* **Enunciado 1**
Transcreva, do texto sobre a crise política brasileira, tudo o que vai desde "O rei está, mais" até "o dos poderosos.".
* **Enunciado 2**
Prossiga com o texto sobre a crise política brasileira a partir da última frase apresentada.

Muitos de nós não compreendem, de fato, o papel determinante das mobilizações de massa para reverter o quadro sombrio que vivemos. Fazem profissão de fé das manifestações, mas não se sujeitam a deixar o conforto de suas casas para ir às ruas.

O rei está, mais que nunca, totalmente nu. Por mais tendenciosos e abjetos que sejam os noticiários da grande mídia, sistema Globo à frente, não é possível, a esta altura, esconder que a justiça foi atropelada pela política (como se isto não fosse uma constante entre ambas) e que suas decisões obedecem não ao Direito, mas às conveniências das elites, sejam nacionais, sejam estrangeiras.

O sistema judicial brasileiro chegou ao fundo do poço. Sua desmoralização não tem precedentes. Pior: tudo graças à sua “cabeça”, ou à falta dela. O STF é hoje uma corte patética, como demonstra, inequivocamente, a nota oficial de sua presidente.

A justiça nunca foi e nunca será igual para todos, em um regime social de desigualdades. A balança sempre penderá para um lado, o dos poderosos.

Se a situação das forças progressistas é muito adversa, a das elites que comandam o poder também não é fácil. Ainda que estejam cumprindo seus objetivos, liquidando a soberania nacional e os direitos sociais, a instabilidade política tem se mostrado um custo alto pra elas. O desespero tomou conta de alguns de seus segmentos. Um notório jurista reacionário chegou a afirmar no domingo que o desembargador que mandou soltar Lula, valendo-se de uma prerrogativa a ele assegurada pelo ordenamento jurídico, é um “guerrilheiro e terrorista”.

As urnas, que parecem ser o único objetivo que impulsiona hoje as forças vivas da nação, não resolverão, por si só, este quadro caótico. Também entre nós prevalece uma grande ilusão em relação ao seu papel e aos seus limites, ainda que não possamos, em nenhuma hipótese, desprezá-las ou subestimá-las.

* **Registros armazenados**

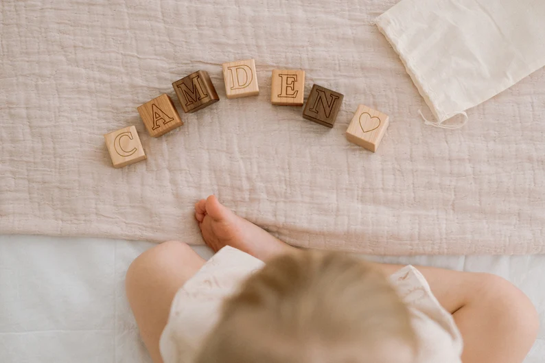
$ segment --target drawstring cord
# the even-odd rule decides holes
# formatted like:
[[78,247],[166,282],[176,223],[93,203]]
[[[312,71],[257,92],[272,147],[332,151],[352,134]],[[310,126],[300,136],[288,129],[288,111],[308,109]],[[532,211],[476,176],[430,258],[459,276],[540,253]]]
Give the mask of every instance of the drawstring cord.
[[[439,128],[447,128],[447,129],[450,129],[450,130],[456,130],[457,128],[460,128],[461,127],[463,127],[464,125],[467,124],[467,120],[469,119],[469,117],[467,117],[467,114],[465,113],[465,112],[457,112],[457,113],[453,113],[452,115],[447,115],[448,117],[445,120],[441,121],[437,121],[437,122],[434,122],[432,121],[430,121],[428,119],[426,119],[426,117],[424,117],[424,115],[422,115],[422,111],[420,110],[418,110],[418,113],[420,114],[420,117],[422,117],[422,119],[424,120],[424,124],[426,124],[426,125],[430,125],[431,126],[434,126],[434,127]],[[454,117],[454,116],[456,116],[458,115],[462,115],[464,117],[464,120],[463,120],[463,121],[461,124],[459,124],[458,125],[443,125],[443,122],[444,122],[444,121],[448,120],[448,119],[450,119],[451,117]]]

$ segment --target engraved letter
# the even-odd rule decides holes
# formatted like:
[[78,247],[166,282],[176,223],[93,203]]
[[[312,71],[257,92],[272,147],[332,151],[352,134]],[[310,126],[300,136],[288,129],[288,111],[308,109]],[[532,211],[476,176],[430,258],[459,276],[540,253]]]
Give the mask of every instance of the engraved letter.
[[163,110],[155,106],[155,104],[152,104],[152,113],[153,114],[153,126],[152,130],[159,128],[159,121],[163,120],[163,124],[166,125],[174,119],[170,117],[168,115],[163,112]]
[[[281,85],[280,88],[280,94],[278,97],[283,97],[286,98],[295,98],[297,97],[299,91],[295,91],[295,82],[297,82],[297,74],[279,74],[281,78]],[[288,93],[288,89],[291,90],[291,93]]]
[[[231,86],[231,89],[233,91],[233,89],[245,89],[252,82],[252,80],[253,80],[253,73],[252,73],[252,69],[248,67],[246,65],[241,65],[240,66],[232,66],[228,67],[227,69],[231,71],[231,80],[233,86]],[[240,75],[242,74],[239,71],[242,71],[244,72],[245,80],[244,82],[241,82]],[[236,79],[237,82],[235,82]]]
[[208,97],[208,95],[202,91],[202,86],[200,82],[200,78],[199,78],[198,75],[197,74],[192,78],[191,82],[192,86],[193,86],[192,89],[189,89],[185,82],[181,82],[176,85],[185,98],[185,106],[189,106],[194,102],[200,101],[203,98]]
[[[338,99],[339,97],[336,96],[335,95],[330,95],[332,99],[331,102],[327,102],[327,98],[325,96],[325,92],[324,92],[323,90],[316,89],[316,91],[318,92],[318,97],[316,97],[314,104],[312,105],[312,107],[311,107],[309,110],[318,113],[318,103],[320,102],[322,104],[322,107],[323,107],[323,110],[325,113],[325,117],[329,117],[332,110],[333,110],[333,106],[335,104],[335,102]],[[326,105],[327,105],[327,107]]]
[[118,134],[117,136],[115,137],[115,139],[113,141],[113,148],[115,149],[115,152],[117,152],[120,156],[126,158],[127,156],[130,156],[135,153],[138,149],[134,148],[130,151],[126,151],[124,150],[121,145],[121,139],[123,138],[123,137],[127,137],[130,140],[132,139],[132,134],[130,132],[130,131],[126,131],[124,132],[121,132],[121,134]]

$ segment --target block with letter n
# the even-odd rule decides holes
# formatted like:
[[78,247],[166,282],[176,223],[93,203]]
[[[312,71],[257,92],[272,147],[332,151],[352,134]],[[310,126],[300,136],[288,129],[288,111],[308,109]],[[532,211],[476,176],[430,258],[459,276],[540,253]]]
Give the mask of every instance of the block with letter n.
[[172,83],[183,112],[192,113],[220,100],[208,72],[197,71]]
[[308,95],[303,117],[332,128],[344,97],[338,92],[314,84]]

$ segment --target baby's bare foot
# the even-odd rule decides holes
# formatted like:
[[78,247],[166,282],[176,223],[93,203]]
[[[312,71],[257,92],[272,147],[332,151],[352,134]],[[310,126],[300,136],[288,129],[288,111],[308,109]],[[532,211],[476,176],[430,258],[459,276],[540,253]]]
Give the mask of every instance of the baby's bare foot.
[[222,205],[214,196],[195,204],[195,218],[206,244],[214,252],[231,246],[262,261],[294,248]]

* **Resposta esperada 1**
O rei está, mais que nunca, totalmente nu. Por mais tendenciosos e abjetos que sejam os noticiários da grande mídia, sistema Globo à frente, não é possível, a esta altura, esconder que a justiça foi atropelada pela política (como se isto não fosse uma constante entre ambas) e que suas decisões obedecem não ao Direito, mas às conveniências das elites, sejam nacionais, sejam estrangeiras.

O sistema judicial brasileiro chegou ao fundo do poço. Sua desmoralização não tem precedentes. Pior: tudo graças à sua “cabeça”, ou à falta dela. O STF é hoje uma corte patética, como demonstra, inequivocamente, a nota oficial de sua presidente.

A justiça nunca foi e nunca será igual para todos, em um regime social de desigualdades. A balança sempre penderá para um lado, o dos poderosos.

* **Resposta esperada 2**
Se temos o dever de denunciar à nação o processo de desmonte a que ela está sendo submetida e os interesses econômicos que o determinam, temos a obrigação de refletir sobre os erros que cometemos e de fazer autocrítica sincera deles, para contribuir com sua reconstrução. A educação política de nossa gente é a única garantia de que as mudanças pelas quais lutamos, não apenas hoje, mas historicamente, serão consolidadas e abrirão caminho para um mundo verdadeiramente novo. Nosso campo, genericamente considerado, pode até vencer as eleições. Podemos até viabilizar uma reforma política minimamente progressista. Podemos até estancar o processo regressivo em curso, embora nada disto seja fácil. Isto valerá muito pouco, contudo, se não crescermos, juntos, enquanto nação, se não elevarmos o patamar de nossa consciência política, o que exige de nós o abandono de nossa mística religiosa e de nossa visão de cima, como se fôssemos a elite dos de baixo.

Um gol a nosso favor!

A despeito de alguns de nós, ainda iludidos com a “justiça” brasileira, termos ficado decepcionados com o desfecho do domingo, marcamos um gol, sem dúvida alguma.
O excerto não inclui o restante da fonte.